# [Consegna 1]
Traduci in inglese questa frase dell'articolo su Politics: "Sulle qualità professionali di Semprini non c’è davvero nulla da obiettare."
# [Consegna 2]
Riassumi in due frasi l'articolo su Politics.
# [Consegna 3]
Riporta senza modifiche il passo dell'articolo su Politics che comincia con "Che si è trattato" e termina con "ospiti in studio.".

# [Documento di partenza]
▽
Che si è trattato si fallimento lo sa anche Daria Bignardi, direttrice di RaiTre, che infatti ha staccato la spina sin troppo presto a un progetto su cui aveva puntato tanto (forse addirittura troppo). Era sbagliata la formula, non c’era ritmo, veniva dato troppo spazio a giornalisti commentatori e retroscenisti, venendo meno di fatto alla promessa della vigilia di offrire al telespettatore i fatti e soprattutto le risposte precise da parte dei politici ospiti in studio.

È un peccato, visto che Gianluca Semprini era e resta un bravissimo giornalista, che a SkyTg24 aveva dato prova di una professionalità cristallina e rigorosa, quasi anglosassone. Sulle qualità professionali di Semprini non c’è davvero nulla da obiettare. Sul programma che ha messo in piedi, invece, si poteva e si può dire molto. Sin dalla prima puntata, anche qui avevamo segnalato i problemi strutturali di un format che non ingranava, non funzionava, non invitava il pubblico a seguire. Doveva essere una rivoluzione, è stata un bibitone di Xanax continuo. Niente risse né pollai, avevano promesso. E va bene così, è giusto così, perché il talk da combattimento ha francamente stufato e ha contribuito non poco all’imbarbarimento del dibattito politico degli ultimi anni. Ma tra la gazzarra indegna e la catalessi può e deve esserci una via di mezzo. Ed è qui che ha fallito principalmente Politics. Non ha saputo trovare una terza via, e in realtà forse non l’ha nemmeno cercata con abbastanza convinzione. Peccato, dicevamo. Per Semprini, ma anche per i tanti bravi giornalisti che componevano la redazione. Tantissimo capitale umano e professionale sprecato. Gli ascolti sono stati bassissimi, quasi umilianti.
△
# [Record del dataset]
▽
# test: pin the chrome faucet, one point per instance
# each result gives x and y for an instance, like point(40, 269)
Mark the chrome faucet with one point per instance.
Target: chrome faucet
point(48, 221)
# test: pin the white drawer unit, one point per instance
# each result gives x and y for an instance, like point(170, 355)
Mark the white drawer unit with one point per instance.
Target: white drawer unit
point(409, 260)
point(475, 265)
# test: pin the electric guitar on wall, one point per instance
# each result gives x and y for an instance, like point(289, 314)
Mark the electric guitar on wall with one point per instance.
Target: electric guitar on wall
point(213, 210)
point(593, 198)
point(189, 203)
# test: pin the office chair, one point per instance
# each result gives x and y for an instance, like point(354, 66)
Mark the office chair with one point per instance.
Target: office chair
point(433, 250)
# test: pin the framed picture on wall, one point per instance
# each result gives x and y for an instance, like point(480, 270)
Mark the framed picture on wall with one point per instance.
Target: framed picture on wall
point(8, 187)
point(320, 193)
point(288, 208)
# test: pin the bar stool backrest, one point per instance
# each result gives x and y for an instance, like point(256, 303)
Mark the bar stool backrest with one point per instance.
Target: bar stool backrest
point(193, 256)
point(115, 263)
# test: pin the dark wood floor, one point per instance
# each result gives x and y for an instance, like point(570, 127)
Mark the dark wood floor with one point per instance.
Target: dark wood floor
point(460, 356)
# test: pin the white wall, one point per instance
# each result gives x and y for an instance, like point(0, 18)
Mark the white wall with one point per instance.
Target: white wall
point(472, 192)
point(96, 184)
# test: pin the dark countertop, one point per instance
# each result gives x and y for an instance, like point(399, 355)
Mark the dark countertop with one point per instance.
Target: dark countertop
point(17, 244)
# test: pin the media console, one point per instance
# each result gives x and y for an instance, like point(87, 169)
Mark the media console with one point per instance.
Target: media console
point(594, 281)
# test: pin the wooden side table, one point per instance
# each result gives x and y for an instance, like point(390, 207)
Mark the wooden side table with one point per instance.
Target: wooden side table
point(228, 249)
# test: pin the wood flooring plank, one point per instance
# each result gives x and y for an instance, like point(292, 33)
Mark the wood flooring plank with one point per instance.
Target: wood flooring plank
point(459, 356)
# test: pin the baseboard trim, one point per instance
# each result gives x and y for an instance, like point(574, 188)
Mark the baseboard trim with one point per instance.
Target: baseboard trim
△
# [Risultato 1]
There is really nothing to object to regarding Semprini's professional qualities.

# [Risultato 2]
Il programma Politics, messo in piedi da Gianluca Semprini, è stato chiuso presto dalla direttrice di RaiTre Daria Bignardi perché la formula era sbagliata e senza ritmo, con troppo spazio a commentatori e retroscenisti, e ha avuto ascolti bassissimi. Pur riconoscendo la professionalità di Semprini e della redazione, l'articolo sostiene che il programma non ha saputo trovare una via di mezzo tra la rissa e la catalessi.

# [Risultato 3]
Che si è trattato si fallimento lo sa anche Daria Bignardi, direttrice di RaiTre, che infatti ha staccato la spina sin troppo presto a un progetto su cui aveva puntato tanto (forse addirittura troppo). Era sbagliata la formula, non c’era ritmo, veniva dato troppo spazio a giornalisti commentatori e retroscenisti, venendo meno di fatto alla promessa della vigilia di offrire al telespettatore i fatti e soprattutto le risposte precise da parte dei politici ospiti in studio.